Return each line in the rows below that contains the string "Target", copied in full.

◆ **Data to process**:

····················

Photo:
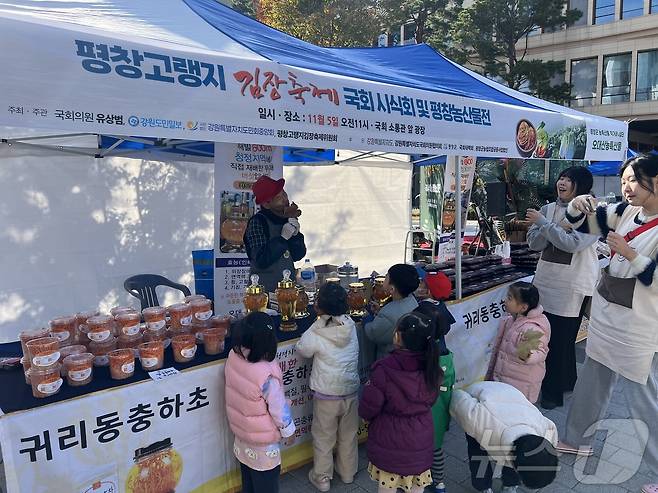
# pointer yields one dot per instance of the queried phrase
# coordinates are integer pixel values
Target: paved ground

····················

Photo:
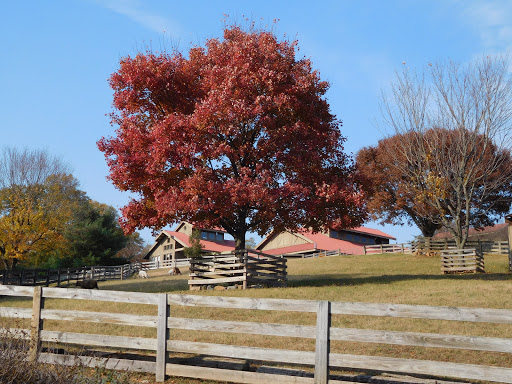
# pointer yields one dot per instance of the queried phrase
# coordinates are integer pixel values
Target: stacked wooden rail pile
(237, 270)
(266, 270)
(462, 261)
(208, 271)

····················

◆ **Written response**:
Target: paved ground
Target: stacked wooden rail pile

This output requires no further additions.